2015, Sonnemann, G.R., Hartogh, P., Berger, U., Grygalashvyly, M.

The layer of vibrationally excited hydroxyl (OH*) near the mesopause in Earth's atmosphere is widely used to derive the temperature at this height and to observe dynamical processes such as gravity waves. The concentration of OH* is controlled by the product of atomic hydrogen, with ozone creating a layer of enhanced concentration in the mesopause region. However, the basic influences on the OH* layer are atomic oxygen and temperature. The long-term monitoring of this layer provides information on a changing atmosphere. It is important to know which proportion of a trend results from anthropogenic impacts on the atmosphere and which proportion reflects natural variations. In a previous paper (Grygalashvyly et al., 2014), the trend of the height of the layer and the trend in temperature were investigated particularly in midlatitudes on the basis of our coupled dynamic and chemical transport model LIMA (Leibniz Institute Middle Atmosphere). In this paper we consider the trend for the number density between the years 1961 and 2009 and analyze the reason of the trends on a global scale. Further, we consider intra-annual variations. Temperature and wind have the strongest impacts on the trend. Surprisingly, the increase in greenhouse gases (GHGs) has no clear influence on the chemistry of OH*. The main reason for this lies in the fact that, in the production term of OH*, if atomic hydrogen increases due to increasing humidity of the middle atmosphere by methane oxidation, ozone decreases. The maximum of the OH* layer is found in the mesopause region and is very variable. The mesopause region is a very intricate domain marked by changeable dynamics and strong gradients of all chemically active minor constituents determining the OH* chemistry. The OH* concentration responds, in part, very sensitively to small changes in these parameters. The cause for this behavior is given by nonlinear reactions of the photochemical system being a nonlinear enforced chemical oscillator driven by the diurnal-periodic solar insolation. At the height of the OH* layer the system operates in the vicinity of chemical resonance. The solar cycle is mirrored in the data, but the long-term behavior due to the trend in the Lyman-α radiation is very small. The number density shows distinct hemispheric differences. The calculated OH* values show sometimes a step around a certain year. We introduce a method to find out the date of this step and discuss a possible reason for such behavior.

Problem to solve:
In the text on the hydroxyl layer, between which years is the trend in OH* number density considered?

Dataset entries:
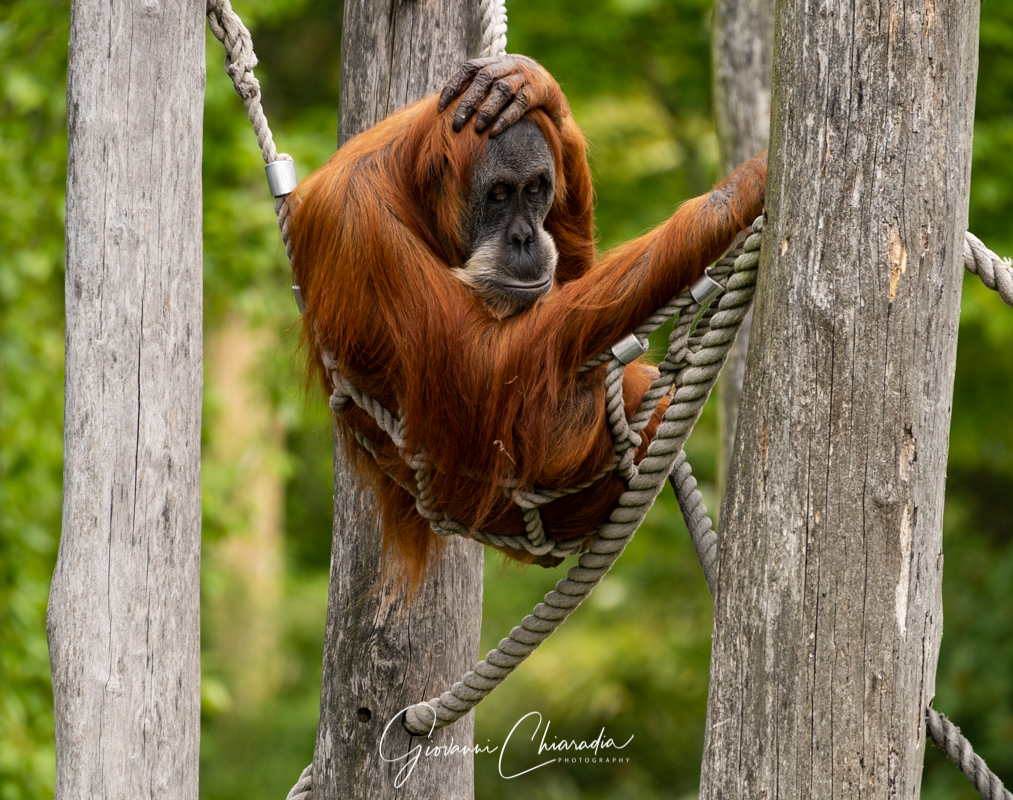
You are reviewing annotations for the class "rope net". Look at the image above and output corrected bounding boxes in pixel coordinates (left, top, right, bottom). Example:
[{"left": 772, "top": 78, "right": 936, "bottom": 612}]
[{"left": 207, "top": 0, "right": 1013, "bottom": 800}]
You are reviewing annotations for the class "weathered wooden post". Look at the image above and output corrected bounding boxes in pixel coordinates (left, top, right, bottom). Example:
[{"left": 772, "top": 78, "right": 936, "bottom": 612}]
[
  {"left": 701, "top": 0, "right": 979, "bottom": 800},
  {"left": 313, "top": 0, "right": 482, "bottom": 800},
  {"left": 49, "top": 0, "right": 205, "bottom": 800}
]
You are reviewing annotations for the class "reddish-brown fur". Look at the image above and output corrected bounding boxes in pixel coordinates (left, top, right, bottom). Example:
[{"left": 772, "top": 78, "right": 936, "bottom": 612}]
[{"left": 290, "top": 65, "right": 766, "bottom": 588}]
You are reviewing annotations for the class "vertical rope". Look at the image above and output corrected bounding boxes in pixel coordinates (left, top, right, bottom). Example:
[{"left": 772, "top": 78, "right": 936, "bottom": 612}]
[{"left": 478, "top": 0, "right": 507, "bottom": 58}]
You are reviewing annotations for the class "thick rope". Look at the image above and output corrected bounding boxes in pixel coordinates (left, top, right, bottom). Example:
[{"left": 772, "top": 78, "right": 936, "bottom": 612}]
[
  {"left": 478, "top": 0, "right": 507, "bottom": 58},
  {"left": 963, "top": 231, "right": 1013, "bottom": 308},
  {"left": 925, "top": 706, "right": 1013, "bottom": 800},
  {"left": 669, "top": 231, "right": 1013, "bottom": 599}
]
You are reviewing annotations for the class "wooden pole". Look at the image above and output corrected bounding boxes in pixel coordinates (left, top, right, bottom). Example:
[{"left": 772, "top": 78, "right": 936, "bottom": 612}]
[
  {"left": 313, "top": 0, "right": 482, "bottom": 800},
  {"left": 49, "top": 0, "right": 205, "bottom": 800},
  {"left": 701, "top": 0, "right": 979, "bottom": 800},
  {"left": 711, "top": 0, "right": 774, "bottom": 495}
]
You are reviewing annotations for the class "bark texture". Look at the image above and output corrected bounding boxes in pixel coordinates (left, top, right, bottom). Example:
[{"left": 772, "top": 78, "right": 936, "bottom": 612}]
[
  {"left": 313, "top": 0, "right": 482, "bottom": 800},
  {"left": 711, "top": 0, "right": 774, "bottom": 491},
  {"left": 49, "top": 0, "right": 205, "bottom": 800},
  {"left": 701, "top": 0, "right": 979, "bottom": 800}
]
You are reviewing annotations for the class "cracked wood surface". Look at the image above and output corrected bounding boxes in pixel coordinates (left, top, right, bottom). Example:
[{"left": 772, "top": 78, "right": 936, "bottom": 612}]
[
  {"left": 701, "top": 0, "right": 979, "bottom": 800},
  {"left": 49, "top": 0, "right": 205, "bottom": 800},
  {"left": 313, "top": 0, "right": 482, "bottom": 800}
]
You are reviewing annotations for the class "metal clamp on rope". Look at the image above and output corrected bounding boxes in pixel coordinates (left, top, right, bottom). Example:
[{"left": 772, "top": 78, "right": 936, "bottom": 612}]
[
  {"left": 690, "top": 266, "right": 724, "bottom": 306},
  {"left": 263, "top": 159, "right": 299, "bottom": 197},
  {"left": 612, "top": 333, "right": 647, "bottom": 364}
]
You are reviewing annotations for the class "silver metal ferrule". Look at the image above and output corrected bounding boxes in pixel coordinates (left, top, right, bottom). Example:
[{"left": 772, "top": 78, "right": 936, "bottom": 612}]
[
  {"left": 263, "top": 159, "right": 299, "bottom": 197},
  {"left": 612, "top": 333, "right": 647, "bottom": 364},
  {"left": 690, "top": 267, "right": 724, "bottom": 306}
]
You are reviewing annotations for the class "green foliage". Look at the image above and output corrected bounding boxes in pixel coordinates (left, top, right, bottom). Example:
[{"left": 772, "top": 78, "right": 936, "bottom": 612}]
[{"left": 0, "top": 0, "right": 1013, "bottom": 800}]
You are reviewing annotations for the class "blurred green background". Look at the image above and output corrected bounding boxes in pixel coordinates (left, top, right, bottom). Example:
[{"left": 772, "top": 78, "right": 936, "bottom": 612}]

Exercise solution:
Between 1961 and 2009.